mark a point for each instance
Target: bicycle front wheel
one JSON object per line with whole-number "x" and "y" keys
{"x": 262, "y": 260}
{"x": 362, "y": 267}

______________________________

TASK STATEMENT:
Please convert these records to a two-column CSV with the headers "request" and "answer", one row per record, quoting each field and replacing line breaks with spaces.

THE OUTPUT:
request,answer
"mark a point for each instance Target: bicycle front wheel one JSON object per line with whole-number ""x"" and ""y"" keys","{""x"": 262, ""y"": 260} {""x"": 362, ""y"": 267}"